→ **STATED PROBLEM 1**
Using the commit on disabling cudagraph for tts_angular, decide whether each statement agrees with it, answering yes or no and quoting the deciding words: (a) the change skips tts_angular entirely on the dashboard; (b) other torchbench models show about a 2x speedup; (c) the commit removes lines from the changed files.
→ **STATED PROBLEM 2**
In the commit on disabling cudagraph for tts_angular, turn the paragraph beginning "tts_angular with cudagraph is flaky" into a short list that keeps its main facts.

╭─ SELECTED PASSAGE

[ci] disable cudagraph for tts_angular on dashboard (#148221)

tts_angular with cudagraph is flaky. Its speedup varies from .05 to 1.01. This PR disables cudagraph for tts_angular to avoid the noise. Since tts_angular shows ~1x speedup while other torchbench models show ~2x speedup, skipping tts_angular would wrongly bump the cudagraph speedup. So this PR only disables cudagraph for tts_angular instead of skipping tts_angular. [Dashboard ](https://github.com/pytorch/pytorch/actions/runs/13597394087) Pull Request resolved: https://github.com/pytorch/pytorch/pull/148221 Approved by: https://github.com/eellison
2025-11-11 22:34:53 +08:00 · 2025-03-02 03:31:19 +00:00
parent de7af81f18
commit 6e10471966
3 changed files with 17 additions and 0 deletions
--- a/benchmarks/dynamo/common.py
+++ b/benchmarks/dynamo/common.py
@ -1824,6 +1824,10 @@ class BenchmarkRunner:
    def skip_models_due_to_control_flow(self):
        return set()

+    @property
+    def disable_cudagraph_models(self):
+        return set()
+
    @property
    def guard_on_nn_module_models(self):
        return set()
@ -3834,6 +3838,9 @@ def run(runner, args, original_dir=None):
        experiment = coverage_experiment
        output_filename = "coverage.csv"

+    if args.only in runner.disable_cudagraph_models:
+        args.disable_cudagraphs = True
+
    if args.inductor or args.backend == "inductor" or args.export_aot_inductor:
        inductor_config.triton.cudagraphs = not args.disable_cudagraphs
        inductor_config.triton.persistent_reductions = (
--- a/benchmarks/dynamo/torchbench.py
+++ b/benchmarks/dynamo/torchbench.py
@ -145,6 +145,10 @@ class TorchBenchmarkRunner(BenchmarkRunner):
    def skip_models_for_freezing_cuda(self):
        return self._skip["freezing"]["cuda"]

+    @property
+    def disable_cudagraph_models(self):
+        return self._config["disable_cudagraph"]
+
    @property
    def skip_models_for_freezing_cpu(self):
        return self._skip["freezing"]["cpu"]
--- a/benchmarks/dynamo/torchbench.yaml
+++ b/benchmarks/dynamo/torchbench.yaml
@ -111,6 +111,12 @@ non_deterministic:
  - sam_fast


+disable_cudagraph:
+  # tts_angular is flaky with cudagraphs. Its speedup
+  # oscillates from .05 to 1.05
+  - tts_angular
+
+
 dtype:
  force_amp_for_fp16_bf16_models:
    - DALLE2_pytorch

╰─
╭─ PROVIDED DATA

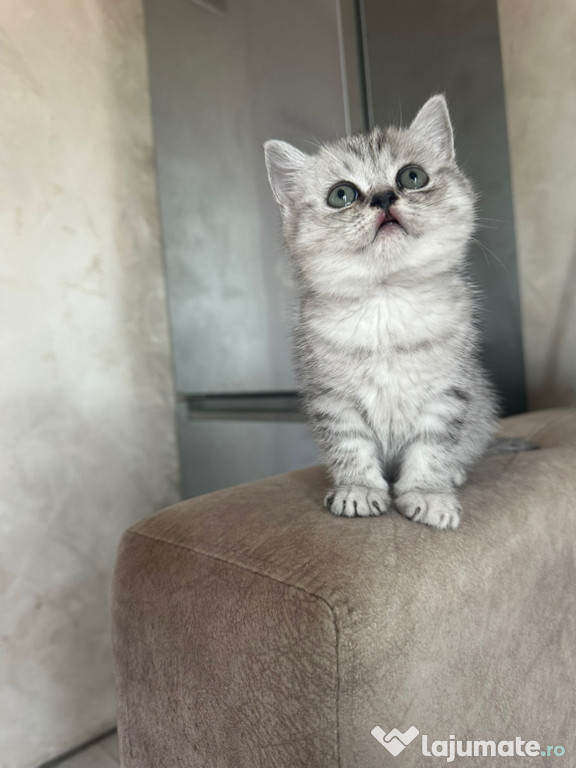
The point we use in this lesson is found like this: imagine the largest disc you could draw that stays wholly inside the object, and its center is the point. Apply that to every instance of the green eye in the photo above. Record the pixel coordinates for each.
(342, 195)
(412, 177)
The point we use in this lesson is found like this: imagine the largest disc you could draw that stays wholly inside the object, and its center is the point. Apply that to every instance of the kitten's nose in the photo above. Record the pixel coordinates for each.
(383, 199)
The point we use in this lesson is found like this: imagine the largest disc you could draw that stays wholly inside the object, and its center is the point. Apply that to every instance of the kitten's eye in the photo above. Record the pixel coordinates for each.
(412, 177)
(342, 195)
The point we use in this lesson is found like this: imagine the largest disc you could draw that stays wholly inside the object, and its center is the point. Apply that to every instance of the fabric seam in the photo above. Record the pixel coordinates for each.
(276, 581)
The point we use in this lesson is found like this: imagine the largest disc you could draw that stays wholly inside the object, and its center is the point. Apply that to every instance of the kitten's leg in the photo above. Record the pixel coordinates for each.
(452, 436)
(425, 489)
(351, 454)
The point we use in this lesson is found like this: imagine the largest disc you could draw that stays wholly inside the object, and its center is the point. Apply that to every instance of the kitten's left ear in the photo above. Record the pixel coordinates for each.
(284, 162)
(433, 124)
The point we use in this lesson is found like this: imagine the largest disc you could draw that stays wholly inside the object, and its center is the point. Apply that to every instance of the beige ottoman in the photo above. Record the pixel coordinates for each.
(254, 630)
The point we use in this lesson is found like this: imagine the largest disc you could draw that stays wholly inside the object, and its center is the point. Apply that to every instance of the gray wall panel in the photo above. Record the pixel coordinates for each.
(221, 84)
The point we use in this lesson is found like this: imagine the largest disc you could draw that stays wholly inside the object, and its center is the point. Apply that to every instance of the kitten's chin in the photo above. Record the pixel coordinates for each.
(390, 228)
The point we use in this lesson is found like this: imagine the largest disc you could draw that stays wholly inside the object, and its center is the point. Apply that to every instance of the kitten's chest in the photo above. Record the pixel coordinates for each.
(377, 330)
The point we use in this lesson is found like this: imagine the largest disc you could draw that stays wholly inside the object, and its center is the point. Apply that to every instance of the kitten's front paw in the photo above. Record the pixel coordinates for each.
(440, 510)
(357, 501)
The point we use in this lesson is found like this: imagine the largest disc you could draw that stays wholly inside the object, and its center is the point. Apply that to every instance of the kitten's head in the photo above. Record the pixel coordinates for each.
(370, 208)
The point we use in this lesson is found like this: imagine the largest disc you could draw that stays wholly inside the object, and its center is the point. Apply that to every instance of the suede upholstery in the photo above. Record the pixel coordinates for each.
(252, 629)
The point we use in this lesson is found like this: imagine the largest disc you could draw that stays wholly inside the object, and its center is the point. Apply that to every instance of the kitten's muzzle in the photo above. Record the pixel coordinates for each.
(383, 199)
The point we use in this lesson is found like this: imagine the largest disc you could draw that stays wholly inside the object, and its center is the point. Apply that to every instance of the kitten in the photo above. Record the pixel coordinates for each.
(386, 344)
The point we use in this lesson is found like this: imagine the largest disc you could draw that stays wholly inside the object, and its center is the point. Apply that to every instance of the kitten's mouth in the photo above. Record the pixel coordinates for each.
(388, 221)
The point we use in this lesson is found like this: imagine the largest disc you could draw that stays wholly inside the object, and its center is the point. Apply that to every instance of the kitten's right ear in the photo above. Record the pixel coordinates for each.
(284, 162)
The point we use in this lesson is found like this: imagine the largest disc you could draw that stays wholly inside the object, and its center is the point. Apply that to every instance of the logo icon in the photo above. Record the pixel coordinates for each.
(395, 741)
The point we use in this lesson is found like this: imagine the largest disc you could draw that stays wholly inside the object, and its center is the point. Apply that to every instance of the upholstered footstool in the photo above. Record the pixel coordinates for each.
(254, 630)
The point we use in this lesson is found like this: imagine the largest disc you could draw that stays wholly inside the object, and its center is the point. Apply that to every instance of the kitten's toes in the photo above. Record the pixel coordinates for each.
(357, 501)
(440, 510)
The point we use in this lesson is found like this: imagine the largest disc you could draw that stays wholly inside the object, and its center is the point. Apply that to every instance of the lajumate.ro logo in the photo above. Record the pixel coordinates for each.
(396, 741)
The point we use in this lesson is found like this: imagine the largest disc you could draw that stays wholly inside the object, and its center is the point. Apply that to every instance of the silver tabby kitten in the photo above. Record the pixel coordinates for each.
(386, 345)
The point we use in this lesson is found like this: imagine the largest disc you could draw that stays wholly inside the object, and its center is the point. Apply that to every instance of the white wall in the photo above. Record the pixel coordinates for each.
(87, 437)
(539, 57)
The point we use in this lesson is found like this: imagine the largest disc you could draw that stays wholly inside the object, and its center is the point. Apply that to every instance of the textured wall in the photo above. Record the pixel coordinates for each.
(86, 407)
(539, 55)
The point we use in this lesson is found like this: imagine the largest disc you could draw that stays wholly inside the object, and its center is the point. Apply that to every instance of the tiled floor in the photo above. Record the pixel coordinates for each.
(102, 754)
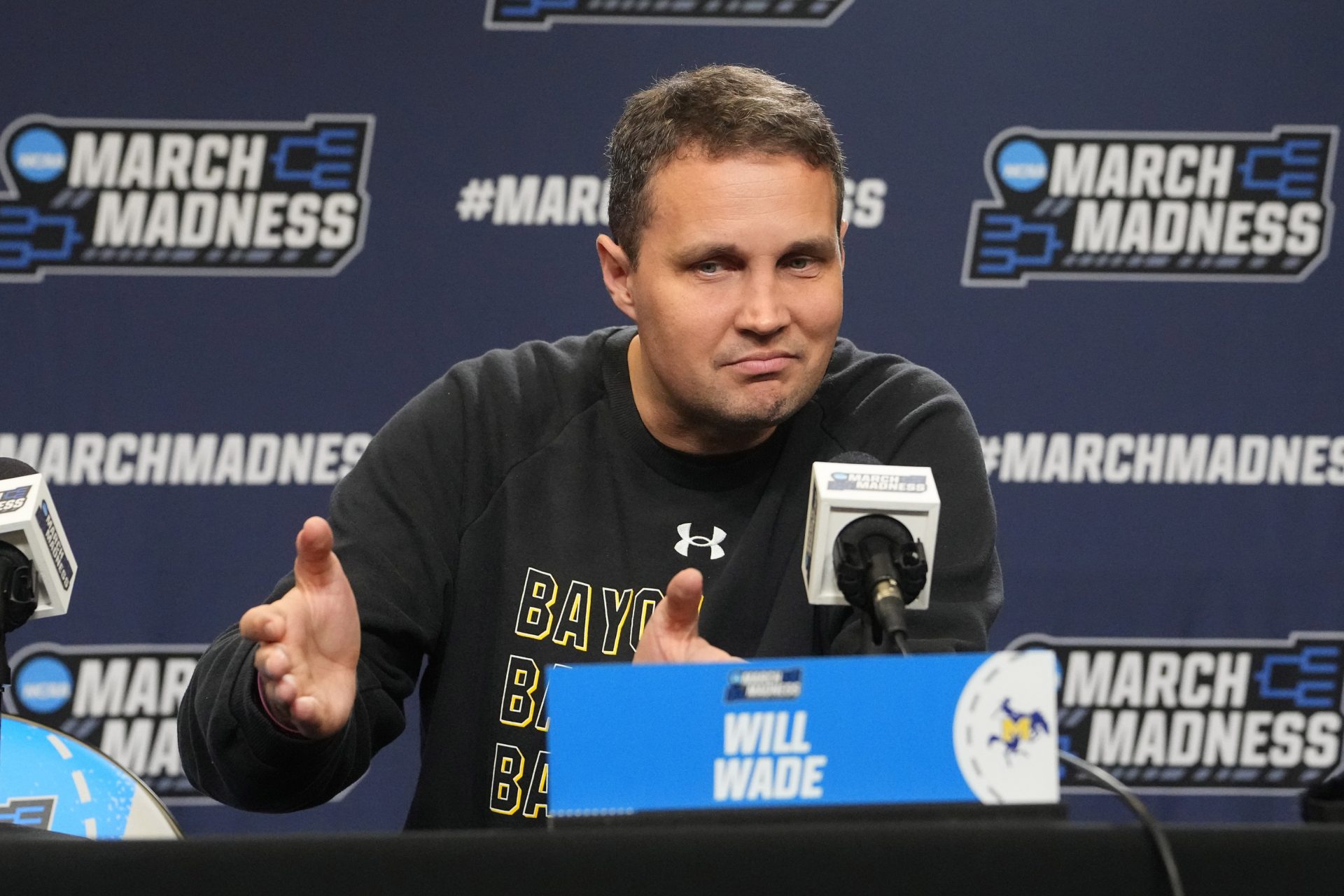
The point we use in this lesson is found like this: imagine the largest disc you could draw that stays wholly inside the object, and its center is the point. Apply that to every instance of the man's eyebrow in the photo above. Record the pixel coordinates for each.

╰─

→ **RESULT 1**
(a) No: "So this PR only disables cudagraph for tts_angular instead of skipping tts_angular."
(b) Yes: "while other torchbench models show ~2x speedup"
(c) No: "3 changed files with 17 additions and 0 deletions"

→ **RESULT 2**
- tts_angular is flaky with cudagraph, and its speedup varies from .05 to 1.01.
- The PR disables cudagraph for tts_angular to avoid the noise.
- tts_angular shows about a 1x speedup, while other torchbench models show about 2x.
- Skipping tts_angular would wrongly raise the cudagraph speedup, so only cudagraph is disabled for it, and the model is not skipped.
- Pull request: https://github.com/pytorch/pytorch/pull/148221, approved by https://github.com/eellison.